## Written exercise 1
Answer these questions from the news report on the fall of Grahovo:
(a) On which road does Grahovo sit?
(b) Which forces made up the victorious side?
(c) About how many troops are attacking the Bosnian Fifth Corps at Bihac?
## Written exercise 2
Carry the news report on the fall of Grahovo forward from its last sentence with a few more paragraphs.

Thousands of Bosnian Serb refugees driving tractors and trailers loaded with clothes, washing-machines and other goods fled north as their Croatian Serb allies admitted the fall of Grahovo, which sits on a main road from Bosnia to Knin, "capital" of the self-declared "Krajina Serb republic" in Croatia.

The victorious forces, made up of regular Croatian army aided by the Bosnian Croat militia, were also said by Serb sources to have taken the town of Glamoc, south-west of Grahovo, near the Livno valley. Radovan Karadzic, the Bosnian Serb leader, reacted by declaring martial law throughout his self-declared "republic"

The fall of Grahovo leaves Knin dependent on one smaller road and is likely to relieve some of the pressure on Bihac, where the Bosnian Fifth Corps is under attack on all fronts from around 20,000 troops.

## Data block
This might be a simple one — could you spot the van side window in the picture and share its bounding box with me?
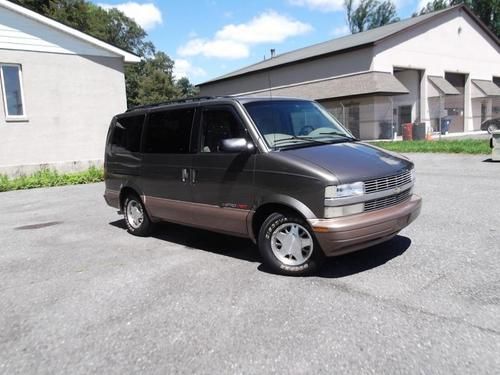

## Task output 1
(a) A main road from Bosnia to Knin.
(b) The regular Croatian army, aided by the Bosnian Croat militia.
(c) Around 20,000.

## Task output 2
The mood in Knin was tense yesterday, according to Colonel Andrew Leslie, a UN commander in the area. "It was very grim this morning, the streets were mostly bare," he said. "All the males are in uniform, and the local employees are worried." Although the town has not come under attack, "every few hours you can hear shell fire", he said, from Croatian attacks on border villages. The loss of Grahovo "leaves one major re-supply route for the Serbs ", Colonel Leslie said.

"The Croats are now ideally positioned to put increasing pressure on Knin to negotiate." Zagreb has massed up to 10,000 troops in the Livno valley, south of Grahovo, and at least two professional brigades (around 4,000 men) along the confrontation line with the Krajina Serbs, the UN said.

"At the same time, on the other side of the line, the Krajina Serbs have been professionalising and mobilising their army. This adds up to a volatile cocktail," Chris Gunness, a UN spokesman in Zagreb, said. "The situation is very grave, and I believe that there may be military action [in Croatia], possibly within days."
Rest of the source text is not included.